Document section:
Re: [External] running NAMD with Slurm

From: Jim Phillips (jim_at_ks.uiuc.edu)
Date: Mon Jan 14 2019 - 14:29:55 CST

Since 2010 the charmrun binary included with non-MPI, non-multicore builds
of NAMD has been able to leverage the existing mpiexec or other system
launch facilities directly. Details are in notes.txt and it depends how
you would normally launch MPI jobs, but it could be as simple as:

   /path/to/charmrun +p<procs> ++mpiexec /path/to/namd2 ...

or maybe:

   charmrun +p<procs> ++mpiexec ++remote-shell srun namd2 ...

This has the advantage of not needing to ssh between nodes and integration
with the queueing system to reliably kill processes when the jobs ends.

Point-based annotation data

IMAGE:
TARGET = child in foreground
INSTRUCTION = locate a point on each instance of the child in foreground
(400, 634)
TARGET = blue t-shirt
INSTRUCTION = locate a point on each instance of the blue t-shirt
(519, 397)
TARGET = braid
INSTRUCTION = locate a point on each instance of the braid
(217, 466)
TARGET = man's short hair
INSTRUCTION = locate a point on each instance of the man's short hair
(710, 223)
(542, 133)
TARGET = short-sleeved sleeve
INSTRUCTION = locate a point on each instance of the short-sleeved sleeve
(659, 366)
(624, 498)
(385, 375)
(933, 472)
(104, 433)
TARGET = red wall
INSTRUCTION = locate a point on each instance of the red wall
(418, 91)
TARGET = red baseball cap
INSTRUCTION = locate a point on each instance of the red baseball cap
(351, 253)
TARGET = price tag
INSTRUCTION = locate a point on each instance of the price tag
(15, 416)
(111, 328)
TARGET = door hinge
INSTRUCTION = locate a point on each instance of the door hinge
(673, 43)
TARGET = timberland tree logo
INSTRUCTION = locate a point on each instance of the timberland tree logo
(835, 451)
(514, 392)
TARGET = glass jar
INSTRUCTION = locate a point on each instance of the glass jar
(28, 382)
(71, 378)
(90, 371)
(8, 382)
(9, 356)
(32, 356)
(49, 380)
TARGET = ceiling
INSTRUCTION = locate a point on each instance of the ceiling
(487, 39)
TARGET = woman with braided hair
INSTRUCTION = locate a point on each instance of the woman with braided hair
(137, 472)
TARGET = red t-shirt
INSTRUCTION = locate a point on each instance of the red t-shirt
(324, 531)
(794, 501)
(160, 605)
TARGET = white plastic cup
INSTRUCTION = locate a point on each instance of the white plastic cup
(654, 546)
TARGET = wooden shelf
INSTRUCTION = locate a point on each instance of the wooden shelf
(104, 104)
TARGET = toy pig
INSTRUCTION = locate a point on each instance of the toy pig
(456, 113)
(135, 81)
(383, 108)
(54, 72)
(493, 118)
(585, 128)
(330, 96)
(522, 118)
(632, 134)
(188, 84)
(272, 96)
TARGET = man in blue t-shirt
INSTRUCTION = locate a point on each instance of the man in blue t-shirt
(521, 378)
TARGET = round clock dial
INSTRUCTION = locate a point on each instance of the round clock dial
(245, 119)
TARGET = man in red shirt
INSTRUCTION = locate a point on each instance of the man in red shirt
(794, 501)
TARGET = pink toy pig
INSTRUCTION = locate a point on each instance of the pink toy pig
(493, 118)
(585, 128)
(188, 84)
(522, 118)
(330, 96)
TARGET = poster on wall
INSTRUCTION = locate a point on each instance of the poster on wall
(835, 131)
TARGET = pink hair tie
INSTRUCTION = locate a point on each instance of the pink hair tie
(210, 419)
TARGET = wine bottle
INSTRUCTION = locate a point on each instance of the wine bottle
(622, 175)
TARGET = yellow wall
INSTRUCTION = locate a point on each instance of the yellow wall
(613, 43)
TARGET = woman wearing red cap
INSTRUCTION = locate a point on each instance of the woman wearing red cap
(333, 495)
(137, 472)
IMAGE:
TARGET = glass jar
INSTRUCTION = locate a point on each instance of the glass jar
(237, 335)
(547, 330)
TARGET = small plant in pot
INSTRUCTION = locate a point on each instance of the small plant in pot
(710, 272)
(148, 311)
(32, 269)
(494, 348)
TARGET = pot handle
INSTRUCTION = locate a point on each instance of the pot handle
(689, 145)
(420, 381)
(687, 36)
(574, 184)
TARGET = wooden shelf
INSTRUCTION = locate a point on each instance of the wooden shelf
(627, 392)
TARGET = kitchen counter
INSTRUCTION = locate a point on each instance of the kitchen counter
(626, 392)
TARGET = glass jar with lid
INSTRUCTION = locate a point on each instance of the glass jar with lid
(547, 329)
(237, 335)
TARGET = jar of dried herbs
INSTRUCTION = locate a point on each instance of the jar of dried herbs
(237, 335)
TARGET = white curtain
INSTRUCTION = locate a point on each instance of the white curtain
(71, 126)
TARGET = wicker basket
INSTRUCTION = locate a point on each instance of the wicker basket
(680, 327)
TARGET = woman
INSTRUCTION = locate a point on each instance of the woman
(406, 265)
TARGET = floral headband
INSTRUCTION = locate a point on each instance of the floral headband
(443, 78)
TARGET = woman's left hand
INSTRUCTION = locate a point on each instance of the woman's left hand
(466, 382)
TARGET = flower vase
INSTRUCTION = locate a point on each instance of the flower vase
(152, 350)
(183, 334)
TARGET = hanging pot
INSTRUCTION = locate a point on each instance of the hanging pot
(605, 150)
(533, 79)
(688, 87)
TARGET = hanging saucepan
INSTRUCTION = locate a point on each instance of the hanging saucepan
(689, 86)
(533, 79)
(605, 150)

Problems to work on:
1 – In the NAMD and Slurm post, since what year has the charmrun binary been able to use existing mpiexec or other system launch facilities directly?
2 – Please copy out the NAMD and Slurm post word for word, starting at "charmrun +p<procs> ++mpiexec ++remote-shell" and ending at "the jobs ends.".

Answers below:
1 – Since 2010.

2 –
charmrun +p<procs> ++mpiexec ++remote-shell srun namd2 ...

This has the advantage of not needing to ssh between nodes and integration
with the queueing system to reliably kill processes when the jobs ends.